# Task data
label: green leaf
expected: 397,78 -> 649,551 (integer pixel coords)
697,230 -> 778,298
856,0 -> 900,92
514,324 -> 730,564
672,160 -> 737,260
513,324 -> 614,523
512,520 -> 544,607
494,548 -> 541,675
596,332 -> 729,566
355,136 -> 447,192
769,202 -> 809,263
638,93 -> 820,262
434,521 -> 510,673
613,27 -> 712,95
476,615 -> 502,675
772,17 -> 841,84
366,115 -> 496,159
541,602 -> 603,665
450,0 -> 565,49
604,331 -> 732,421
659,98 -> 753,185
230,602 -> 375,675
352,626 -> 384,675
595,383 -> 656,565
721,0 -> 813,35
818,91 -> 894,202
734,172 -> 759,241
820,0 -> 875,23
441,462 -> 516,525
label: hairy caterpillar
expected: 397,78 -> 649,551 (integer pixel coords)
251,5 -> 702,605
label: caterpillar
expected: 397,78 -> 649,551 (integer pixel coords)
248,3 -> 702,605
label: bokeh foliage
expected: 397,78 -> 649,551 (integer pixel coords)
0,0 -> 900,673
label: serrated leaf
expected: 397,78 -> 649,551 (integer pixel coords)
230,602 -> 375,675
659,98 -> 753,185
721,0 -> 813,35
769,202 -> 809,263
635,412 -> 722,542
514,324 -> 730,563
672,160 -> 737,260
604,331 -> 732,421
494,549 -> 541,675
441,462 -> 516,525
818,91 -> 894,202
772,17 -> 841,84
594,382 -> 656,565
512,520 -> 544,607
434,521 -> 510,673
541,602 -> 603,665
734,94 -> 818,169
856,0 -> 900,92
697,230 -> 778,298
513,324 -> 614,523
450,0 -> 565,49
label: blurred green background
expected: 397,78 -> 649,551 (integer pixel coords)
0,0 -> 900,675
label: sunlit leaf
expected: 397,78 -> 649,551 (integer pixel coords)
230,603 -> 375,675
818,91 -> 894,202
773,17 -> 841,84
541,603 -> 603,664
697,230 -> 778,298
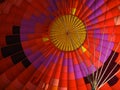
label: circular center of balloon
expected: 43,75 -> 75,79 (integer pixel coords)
50,15 -> 86,51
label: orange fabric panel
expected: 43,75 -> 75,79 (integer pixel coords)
111,79 -> 120,90
59,80 -> 68,87
100,83 -> 112,90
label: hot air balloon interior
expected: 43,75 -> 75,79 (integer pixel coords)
0,0 -> 120,90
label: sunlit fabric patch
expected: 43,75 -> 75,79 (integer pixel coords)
50,15 -> 86,51
0,0 -> 120,90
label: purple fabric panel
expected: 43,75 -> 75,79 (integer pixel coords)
24,49 -> 32,56
68,59 -> 74,73
74,64 -> 83,79
80,62 -> 89,76
88,9 -> 102,20
20,26 -> 34,34
63,59 -> 68,66
20,34 -> 28,41
94,34 -> 108,40
100,51 -> 111,63
89,0 -> 104,11
86,0 -> 95,7
88,65 -> 96,74
44,55 -> 54,67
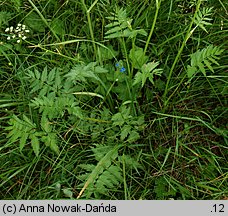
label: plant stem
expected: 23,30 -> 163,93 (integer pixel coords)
81,0 -> 98,56
144,0 -> 161,54
163,0 -> 201,107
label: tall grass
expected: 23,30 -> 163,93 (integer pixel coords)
0,0 -> 228,200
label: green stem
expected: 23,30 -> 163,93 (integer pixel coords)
144,0 -> 161,54
28,0 -> 60,41
163,0 -> 201,107
81,0 -> 98,56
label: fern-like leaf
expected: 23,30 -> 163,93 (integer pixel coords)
133,62 -> 162,87
187,45 -> 224,78
194,8 -> 213,32
78,145 -> 122,198
105,8 -> 147,39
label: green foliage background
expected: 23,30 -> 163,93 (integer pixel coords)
0,0 -> 228,200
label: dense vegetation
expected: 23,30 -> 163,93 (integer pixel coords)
0,0 -> 228,199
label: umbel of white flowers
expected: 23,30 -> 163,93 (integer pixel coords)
5,23 -> 29,43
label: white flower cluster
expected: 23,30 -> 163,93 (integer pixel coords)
5,23 -> 29,43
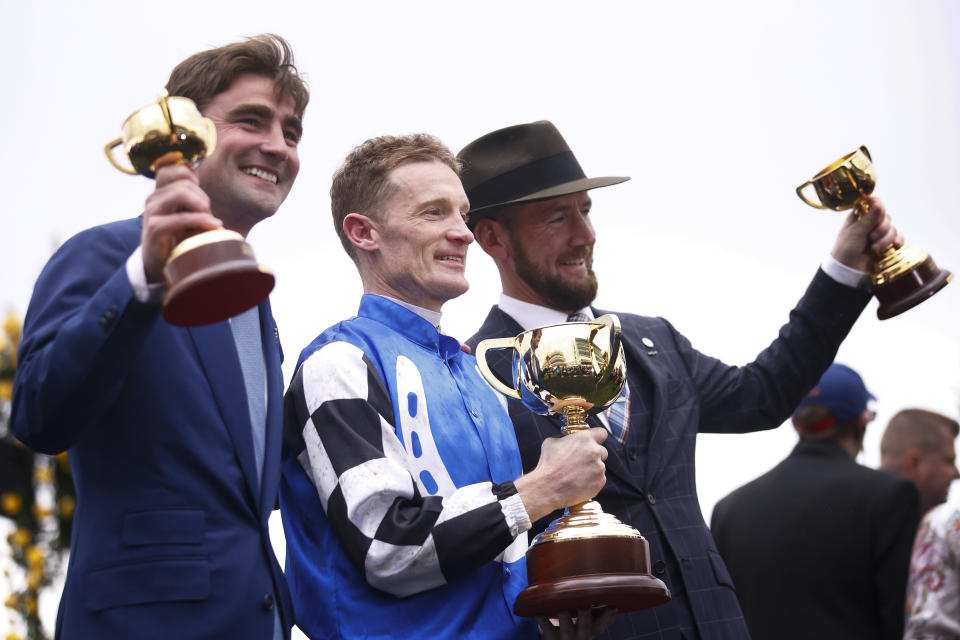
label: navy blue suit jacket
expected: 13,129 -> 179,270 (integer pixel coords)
11,219 -> 293,640
467,270 -> 870,640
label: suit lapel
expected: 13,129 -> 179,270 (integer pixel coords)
622,318 -> 669,487
259,300 -> 283,520
187,321 -> 259,504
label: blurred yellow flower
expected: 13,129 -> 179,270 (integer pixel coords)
33,467 -> 53,484
33,504 -> 53,518
27,545 -> 45,569
0,491 -> 23,516
7,527 -> 31,549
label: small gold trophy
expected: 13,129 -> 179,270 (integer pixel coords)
477,314 -> 670,617
104,90 -> 274,327
797,146 -> 953,320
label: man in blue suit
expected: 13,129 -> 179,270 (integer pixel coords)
11,36 -> 309,640
458,121 -> 902,640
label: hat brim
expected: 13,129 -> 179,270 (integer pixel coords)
467,176 -> 630,230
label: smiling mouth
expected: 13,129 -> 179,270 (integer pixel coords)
242,167 -> 278,184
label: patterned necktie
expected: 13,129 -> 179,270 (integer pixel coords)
567,311 -> 630,443
230,307 -> 267,485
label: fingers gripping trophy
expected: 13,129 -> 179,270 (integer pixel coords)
476,314 -> 670,617
797,146 -> 953,320
105,90 -> 274,327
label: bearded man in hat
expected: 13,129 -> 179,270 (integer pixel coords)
458,121 -> 903,640
710,364 -> 921,640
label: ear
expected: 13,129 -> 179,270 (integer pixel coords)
473,218 -> 513,262
343,213 -> 379,252
903,447 -> 923,471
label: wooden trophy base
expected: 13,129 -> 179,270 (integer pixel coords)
873,253 -> 953,320
163,229 -> 274,327
513,502 -> 670,617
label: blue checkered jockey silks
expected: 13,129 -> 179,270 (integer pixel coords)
567,311 -> 630,442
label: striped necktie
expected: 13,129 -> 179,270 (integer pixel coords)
230,307 -> 267,485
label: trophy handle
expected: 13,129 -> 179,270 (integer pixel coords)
103,138 -> 140,176
476,338 -> 520,400
797,181 -> 824,209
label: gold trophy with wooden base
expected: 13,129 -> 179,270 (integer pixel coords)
797,146 -> 953,320
476,314 -> 670,617
104,90 -> 274,327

# What the exercise asks
Reproduce all of the lines above verbatim, from first to last, omitting the pictures.

# Result of this task
label: green leaf
expected: 397,78 -> 649,551 (integer pixel coords)
697,230 -> 778,298
856,0 -> 900,92
514,324 -> 730,564
672,160 -> 737,260
513,324 -> 614,523
512,520 -> 544,607
494,548 -> 541,675
596,332 -> 729,566
355,136 -> 447,192
769,202 -> 809,263
638,93 -> 820,262
434,521 -> 510,673
613,27 -> 712,95
476,615 -> 502,675
772,17 -> 841,84
366,115 -> 496,159
541,602 -> 603,665
450,0 -> 565,49
604,331 -> 732,421
659,98 -> 753,185
230,602 -> 375,675
352,626 -> 384,675
595,383 -> 656,565
721,0 -> 813,35
818,91 -> 894,202
734,172 -> 759,241
820,0 -> 875,23
441,462 -> 516,525
label: hairy caterpillar
expected: 397,78 -> 649,551 (integer pixel coords)
251,5 -> 702,605
label: caterpillar
expected: 397,78 -> 649,551 (integer pixel coords)
248,3 -> 702,605
label: bokeh foliage
expected: 397,78 -> 649,551 (integer pixel coords)
0,0 -> 900,673
label: serrated leaf
expected: 397,78 -> 649,551 (integer pixel coords)
230,602 -> 375,675
659,98 -> 753,185
721,0 -> 813,35
769,202 -> 809,263
635,412 -> 722,542
514,324 -> 730,563
672,160 -> 737,260
604,331 -> 732,421
494,549 -> 541,675
441,462 -> 516,525
818,91 -> 894,202
772,17 -> 841,84
594,382 -> 656,565
512,520 -> 544,607
434,521 -> 510,673
541,602 -> 603,665
734,94 -> 818,169
856,0 -> 900,92
697,230 -> 778,298
513,324 -> 614,523
450,0 -> 565,49
label: blurred green background
expected: 397,78 -> 649,551 (integer pixel coords)
0,0 -> 900,675
label: sunlit leaf
expected: 397,78 -> 649,551 (integer pixel coords)
230,603 -> 375,675
818,91 -> 894,202
773,17 -> 841,84
541,603 -> 603,664
697,230 -> 778,298
label: circular center of balloon
expected: 43,75 -> 75,79 (integer pixel coords)
50,15 -> 86,51
label: orange fabric panel
expected: 43,75 -> 75,79 (integer pixel coords)
111,79 -> 120,90
59,80 -> 68,87
100,83 -> 112,90
label: hot air balloon interior
expected: 43,75 -> 75,79 (integer pixel coords)
0,0 -> 120,90
label: sunlit fabric patch
expected: 43,75 -> 75,79 (integer pixel coords)
50,15 -> 86,51
0,0 -> 120,90
label: purple fabric panel
expected: 43,75 -> 75,79 (integer pixel coords)
24,49 -> 32,56
68,59 -> 74,73
74,64 -> 83,79
80,62 -> 89,76
88,9 -> 102,20
20,26 -> 34,34
63,59 -> 68,66
20,34 -> 28,41
94,34 -> 108,40
100,51 -> 111,63
89,0 -> 104,11
86,0 -> 95,7
88,65 -> 96,74
44,55 -> 54,67
label: plant stem
expected: 23,30 -> 163,93 (integer pixel coords)
81,0 -> 98,56
144,0 -> 161,54
163,0 -> 201,107
label: tall grass
expected: 23,30 -> 163,93 (integer pixel coords)
0,0 -> 228,200
label: green stem
expected: 23,30 -> 163,93 (integer pixel coords)
144,0 -> 161,54
28,0 -> 60,41
163,0 -> 201,107
81,0 -> 98,56
label: fern-like leaf
expected: 23,30 -> 163,93 (integer pixel coords)
133,62 -> 162,87
187,45 -> 224,78
194,8 -> 213,32
78,145 -> 122,198
105,8 -> 147,39
label: green foliage background
expected: 23,30 -> 163,93 (integer pixel coords)
0,0 -> 228,200
label: dense vegetation
expected: 23,30 -> 163,93 (integer pixel coords)
0,0 -> 228,199
label: umbel of white flowers
expected: 23,30 -> 163,93 (integer pixel coords)
5,23 -> 29,43
label: white flower cluster
expected: 23,30 -> 163,93 (integer pixel coords)
5,23 -> 29,43
label: navy blue suit jacket
expected: 13,129 -> 179,270 (integer pixel coords)
11,219 -> 293,640
467,270 -> 870,640
label: suit lapel
expected: 13,129 -> 179,270 (integer pixel coords)
622,318 -> 669,487
259,300 -> 283,520
187,321 -> 259,504
label: blurred yellow flower
expected: 13,129 -> 179,270 (integer pixel coords)
33,467 -> 53,484
33,504 -> 53,518
27,545 -> 45,569
0,491 -> 23,516
7,527 -> 31,549
label: small gold trophy
expected: 13,129 -> 179,270 (integer pixel coords)
477,314 -> 670,617
104,90 -> 274,327
797,146 -> 953,320
label: man in blue suit
expected: 13,129 -> 179,270 (integer pixel coords)
11,36 -> 309,640
458,121 -> 902,640
label: hat brim
expected: 13,129 -> 179,270 (integer pixel coords)
467,176 -> 630,230
label: smiling mouth
expected: 13,129 -> 179,270 (integer pixel coords)
242,167 -> 278,184
label: patterned necktie
expected: 13,129 -> 179,270 (integer pixel coords)
567,311 -> 630,443
230,307 -> 267,485
label: fingers gripping trophy
expected: 13,129 -> 179,270 (integer pixel coords)
476,314 -> 670,617
797,146 -> 953,320
105,90 -> 274,327
label: bearded man in hat
expected: 13,129 -> 179,270 (integer pixel coords)
458,121 -> 903,640
710,364 -> 921,640
label: ear
expected: 13,129 -> 179,270 (integer pixel coords)
473,218 -> 513,262
343,213 -> 379,252
903,447 -> 923,471
label: wooden trophy base
expected: 13,129 -> 179,270 (integer pixel coords)
873,253 -> 953,320
163,229 -> 274,327
513,502 -> 670,617
label: blue checkered jockey silks
expected: 13,129 -> 179,270 (integer pixel coords)
567,311 -> 630,442
label: striped necktie
expected: 13,129 -> 179,270 (integer pixel coords)
230,307 -> 267,485
label: trophy handle
expected: 13,129 -> 179,270 (integer pixel coords)
103,138 -> 140,176
476,338 -> 520,400
797,181 -> 824,209
label: gold trophy with wooden base
expected: 13,129 -> 179,270 (integer pixel coords)
797,146 -> 953,320
476,314 -> 670,617
104,90 -> 274,327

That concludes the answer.